Task input:
■ ■ ■ ■ ■
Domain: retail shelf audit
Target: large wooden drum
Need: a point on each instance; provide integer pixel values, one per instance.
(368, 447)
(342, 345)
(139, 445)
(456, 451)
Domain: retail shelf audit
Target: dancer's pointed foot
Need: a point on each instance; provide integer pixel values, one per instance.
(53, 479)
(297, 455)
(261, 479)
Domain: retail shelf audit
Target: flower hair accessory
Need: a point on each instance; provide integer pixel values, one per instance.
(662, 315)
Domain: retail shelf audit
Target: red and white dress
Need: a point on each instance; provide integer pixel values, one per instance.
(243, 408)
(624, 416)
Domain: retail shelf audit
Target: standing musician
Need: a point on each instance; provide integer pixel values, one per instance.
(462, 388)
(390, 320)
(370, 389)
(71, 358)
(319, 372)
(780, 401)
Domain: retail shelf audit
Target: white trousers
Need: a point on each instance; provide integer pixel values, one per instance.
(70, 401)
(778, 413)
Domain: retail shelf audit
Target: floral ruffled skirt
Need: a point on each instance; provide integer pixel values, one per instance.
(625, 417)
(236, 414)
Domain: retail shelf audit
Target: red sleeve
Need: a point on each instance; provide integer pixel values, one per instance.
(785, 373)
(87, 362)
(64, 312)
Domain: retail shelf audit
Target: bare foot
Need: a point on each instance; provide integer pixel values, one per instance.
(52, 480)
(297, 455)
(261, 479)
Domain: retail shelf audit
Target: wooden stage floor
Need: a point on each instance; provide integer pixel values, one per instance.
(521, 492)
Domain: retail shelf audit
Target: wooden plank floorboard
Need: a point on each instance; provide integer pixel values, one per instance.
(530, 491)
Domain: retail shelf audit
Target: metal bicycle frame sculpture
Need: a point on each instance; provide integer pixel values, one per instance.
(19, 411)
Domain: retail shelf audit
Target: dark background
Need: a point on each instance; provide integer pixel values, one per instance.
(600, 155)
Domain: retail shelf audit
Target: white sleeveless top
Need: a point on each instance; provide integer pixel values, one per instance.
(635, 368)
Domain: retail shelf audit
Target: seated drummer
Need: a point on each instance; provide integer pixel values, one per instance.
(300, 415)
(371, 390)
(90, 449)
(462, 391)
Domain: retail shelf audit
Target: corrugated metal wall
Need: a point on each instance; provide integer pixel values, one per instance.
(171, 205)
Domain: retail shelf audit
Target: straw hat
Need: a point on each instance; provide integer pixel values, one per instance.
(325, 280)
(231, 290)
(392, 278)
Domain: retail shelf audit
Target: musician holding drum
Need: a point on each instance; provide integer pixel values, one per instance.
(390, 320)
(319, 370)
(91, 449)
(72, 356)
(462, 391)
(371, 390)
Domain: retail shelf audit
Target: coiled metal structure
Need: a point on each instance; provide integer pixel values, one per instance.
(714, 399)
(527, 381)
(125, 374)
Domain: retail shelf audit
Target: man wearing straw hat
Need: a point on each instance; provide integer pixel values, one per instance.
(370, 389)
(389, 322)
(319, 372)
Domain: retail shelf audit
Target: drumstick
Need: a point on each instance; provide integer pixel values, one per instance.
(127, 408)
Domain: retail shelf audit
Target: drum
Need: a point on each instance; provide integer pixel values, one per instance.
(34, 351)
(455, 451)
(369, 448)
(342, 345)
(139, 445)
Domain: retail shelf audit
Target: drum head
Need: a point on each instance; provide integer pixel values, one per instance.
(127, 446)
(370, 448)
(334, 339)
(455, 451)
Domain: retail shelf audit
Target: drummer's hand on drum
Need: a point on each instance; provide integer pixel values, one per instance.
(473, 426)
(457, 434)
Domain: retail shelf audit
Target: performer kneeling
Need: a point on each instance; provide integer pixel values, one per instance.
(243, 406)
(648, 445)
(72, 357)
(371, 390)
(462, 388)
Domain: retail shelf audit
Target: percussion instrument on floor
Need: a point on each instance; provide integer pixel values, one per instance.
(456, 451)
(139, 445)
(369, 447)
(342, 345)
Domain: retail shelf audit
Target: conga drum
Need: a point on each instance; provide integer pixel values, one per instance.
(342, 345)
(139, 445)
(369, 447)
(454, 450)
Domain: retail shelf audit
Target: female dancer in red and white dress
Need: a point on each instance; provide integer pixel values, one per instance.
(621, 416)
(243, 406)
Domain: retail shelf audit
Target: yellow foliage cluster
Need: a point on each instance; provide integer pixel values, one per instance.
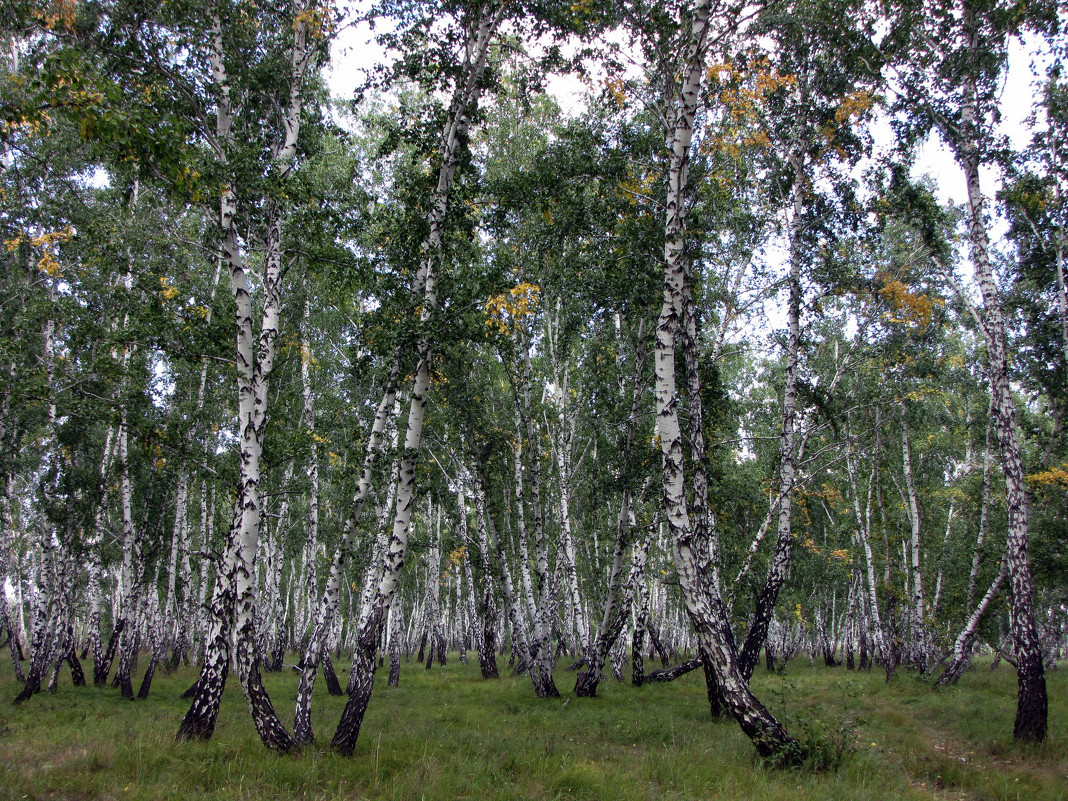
(839, 554)
(908, 308)
(505, 311)
(638, 188)
(60, 14)
(456, 556)
(617, 89)
(1055, 476)
(318, 19)
(46, 242)
(28, 125)
(741, 93)
(167, 289)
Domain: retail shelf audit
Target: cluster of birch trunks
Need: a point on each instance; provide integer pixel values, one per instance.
(503, 562)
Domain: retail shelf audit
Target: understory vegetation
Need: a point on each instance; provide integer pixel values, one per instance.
(449, 734)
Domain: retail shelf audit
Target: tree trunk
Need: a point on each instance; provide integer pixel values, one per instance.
(1032, 704)
(704, 606)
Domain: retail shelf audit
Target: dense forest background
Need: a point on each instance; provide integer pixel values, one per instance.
(697, 370)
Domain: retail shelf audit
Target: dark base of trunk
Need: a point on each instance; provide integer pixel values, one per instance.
(1032, 709)
(272, 734)
(146, 681)
(487, 662)
(100, 672)
(31, 687)
(199, 723)
(351, 719)
(333, 686)
(77, 674)
(670, 674)
(191, 691)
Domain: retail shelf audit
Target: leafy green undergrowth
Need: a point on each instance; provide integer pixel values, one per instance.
(448, 734)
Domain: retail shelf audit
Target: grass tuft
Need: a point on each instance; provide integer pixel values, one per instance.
(445, 734)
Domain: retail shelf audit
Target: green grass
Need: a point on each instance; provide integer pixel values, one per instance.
(446, 734)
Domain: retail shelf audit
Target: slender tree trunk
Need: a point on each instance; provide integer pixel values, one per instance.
(1032, 704)
(373, 616)
(703, 603)
(781, 559)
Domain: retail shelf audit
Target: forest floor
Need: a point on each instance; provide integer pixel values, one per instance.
(446, 734)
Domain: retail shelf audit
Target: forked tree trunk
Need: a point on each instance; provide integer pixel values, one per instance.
(373, 616)
(1032, 704)
(704, 606)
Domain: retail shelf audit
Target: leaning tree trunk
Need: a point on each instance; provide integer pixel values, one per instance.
(787, 468)
(704, 606)
(1032, 704)
(619, 595)
(373, 616)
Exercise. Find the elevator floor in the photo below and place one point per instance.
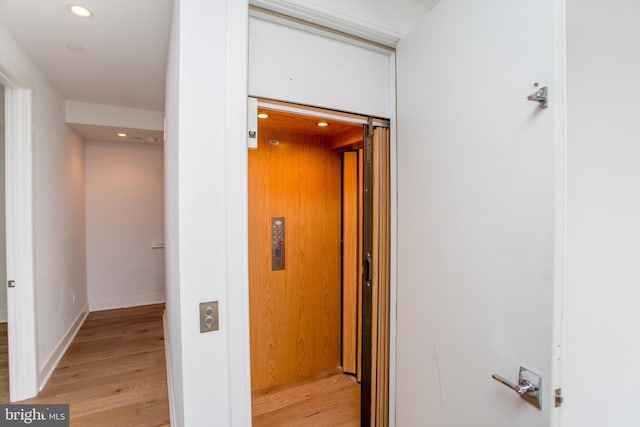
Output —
(328, 399)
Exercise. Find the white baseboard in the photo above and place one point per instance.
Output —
(167, 351)
(61, 348)
(109, 303)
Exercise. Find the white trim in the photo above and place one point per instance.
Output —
(330, 19)
(109, 303)
(60, 350)
(558, 100)
(23, 360)
(236, 213)
(325, 114)
(393, 229)
(169, 364)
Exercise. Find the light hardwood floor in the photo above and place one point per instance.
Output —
(114, 372)
(330, 399)
(114, 375)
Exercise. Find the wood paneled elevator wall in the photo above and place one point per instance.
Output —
(296, 312)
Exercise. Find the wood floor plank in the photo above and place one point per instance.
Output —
(114, 372)
(332, 400)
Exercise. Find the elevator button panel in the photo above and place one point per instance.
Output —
(277, 243)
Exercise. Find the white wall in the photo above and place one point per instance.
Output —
(293, 65)
(382, 21)
(3, 237)
(602, 348)
(124, 218)
(58, 156)
(206, 216)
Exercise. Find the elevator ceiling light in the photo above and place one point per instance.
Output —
(75, 48)
(80, 11)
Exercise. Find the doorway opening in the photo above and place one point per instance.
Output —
(316, 311)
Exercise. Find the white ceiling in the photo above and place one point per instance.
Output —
(125, 47)
(125, 43)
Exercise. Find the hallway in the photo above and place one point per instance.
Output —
(114, 373)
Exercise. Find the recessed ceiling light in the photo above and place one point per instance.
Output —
(80, 11)
(75, 48)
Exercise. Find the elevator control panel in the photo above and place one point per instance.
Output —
(277, 243)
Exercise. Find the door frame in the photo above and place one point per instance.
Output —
(21, 319)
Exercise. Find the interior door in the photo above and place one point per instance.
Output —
(374, 409)
(476, 230)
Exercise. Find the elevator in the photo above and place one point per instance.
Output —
(314, 308)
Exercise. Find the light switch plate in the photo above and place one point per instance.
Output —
(209, 316)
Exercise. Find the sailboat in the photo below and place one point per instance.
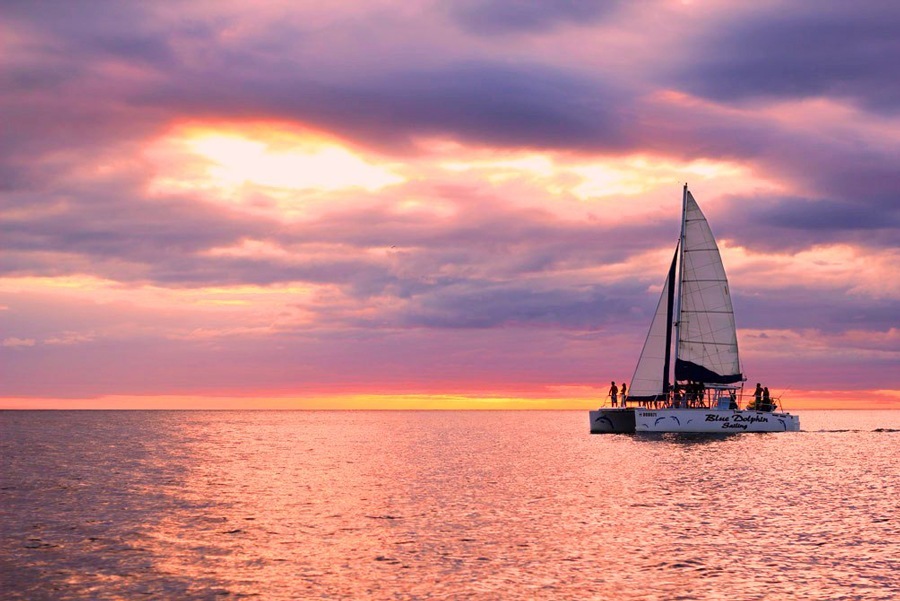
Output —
(701, 390)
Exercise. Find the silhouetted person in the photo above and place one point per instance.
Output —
(757, 396)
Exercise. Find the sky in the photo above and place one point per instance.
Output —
(386, 204)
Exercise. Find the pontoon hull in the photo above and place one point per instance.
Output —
(714, 421)
(612, 421)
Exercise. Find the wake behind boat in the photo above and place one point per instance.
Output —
(705, 393)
■ ■ ■ ■ ■
Format every line from the one containing "Exercise. Find the pontoon" through the last line of the items, inclusive, as a numbered list, omitting blank lines.

Written answer:
1. Exercise. Find the pontoon hull in the photo above and place one point per instance.
2. Output —
3. (714, 421)
4. (612, 421)
5. Exercise. Find the wake behind boat in the photo above and place one point per instance.
6. Output —
7. (705, 393)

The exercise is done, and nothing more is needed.